Bertemu teman-teman baru
Teringat teman kampung halaman dulu
Lulus SD aku kembali ke Jombang
Lupa ingat teman buatku bimbang
Bertemu saudara, kakek yang tidak panggling
Akhirnya aku diterima sebagai siswa MTs Kalijaring
(Salsabila Putri Kelas VIII A)
Salsabila Putri melontarkan pertanyaan dalam puisinya pada bait ke dua. Seolah menyadari bahwa fungsi pertanyaan adalah menggali sebab-akibat yang akhirnya melahirkan perubahan. Opo sebape kok dadi koyo ngene? Itulah fitrah manusia dalam membongkar ekspresi kebebasannya. Sisi lain memang kelebihan manusia terletak pada fakta bahawa ia melontarkan pertanyaan-pertanyaan, terutama bertanya pada diri sendiri. Maka, ketidakmampuan manusia untuk melontarkan pertanyaan berarti kehilangan karakteristik yang paling khuhus.
Puisi III:
Jalan di Karangpakis
Desaku ini teramat kecil
Jalan di Karangpakis inilah yang selalu kulewati
Betapa herannya aku
Betapa sedihnya aku
Jalan yang tak layak dilewati ini
Selalu setia menjadi saksi
Di mana kepedulianmu
Di mana kesadaranmu
Tanpa merasa malu sedikitpun
Sebagai petinggi desa, kau tak benahi jalah tak layak pakai ini
Andai aku jadi petinggi desaku
Tak perlu berfikir tak perlu disuruh
Kubenahi jalan desaku yang lumpuh
Tanpa mencari pengaruh
(Siti Nurjulianti Sa’adah Kelas VIIA)

_ _ _

=== TUJUAN TUGAS ===
Tolong lanjutkan kumpulan puisi siswa di atas, dimulai tepat setelah baris terakhirnya. Data berikut merupakan bahan terpisah dari kumpulan puisi siswa di atas.

=== DATA YANG DIBERIKAN ===
_ _ _

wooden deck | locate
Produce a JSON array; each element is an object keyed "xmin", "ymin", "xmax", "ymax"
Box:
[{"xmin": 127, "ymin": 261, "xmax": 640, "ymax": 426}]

_ _ _

=== JAWABAN ===
Dalam puisinya, Siti Nurjulianti tidak sekedar memberikan gambaran sehari-hari yang parsial mengenai kesannya yang parsial sehari-hari, melainkan menunjukkan sikap yang utuh. Puisi ini mendahulukan pemikiran dari pada realitas. Realitas harus tunduk pada pemikiran dan harus menyesuaikan diri dengannya. Puisi yang melontarkan gagasan yang tidak bisa dilontarkan oleh realitas. Dengan cara demikian puisi ini menjadi bahasa kedua yang parodik.
Puisi IV:
Batu Gilang Mojokrapak
Gilang batuku
Berjuta tahun lalu engkau berdiri tegar di situ
Di jantung Desa Mojokrapak desaku
Menancap sebagai paku bumiku
Ada malam-malam tertentu
Engkau berputar meski tak disentuh
Retak tubuhmu
Tanduk Surontanu nyerudukmu
Gilang yang jatuh dari masa lampau
Hari lalu dan akan datang, warga tetap menjunjungmu
(Syifa Agung Pribadi Kelas VIII A)
Syifa Agung memilih menuliskan batu sejarah tinggalan leluhur yang ada di desanya, Mojokrapak. Puisi yang baik bagi Syifa tidak boleh cacat sejarah, dalam arti keberadaan manusia sekarang tak lepas dari nenek moyang, maka mengagungkan leluhur adalah tindakan mulia. Sebaliknya, membanggakan keturunan tanpa mengagungkan leluhur adalah tindakan cela, sebab manusia terkesan memutus gerak sejarah yang akhirnya membuat manusia buta dari sangkan paraning dumadi.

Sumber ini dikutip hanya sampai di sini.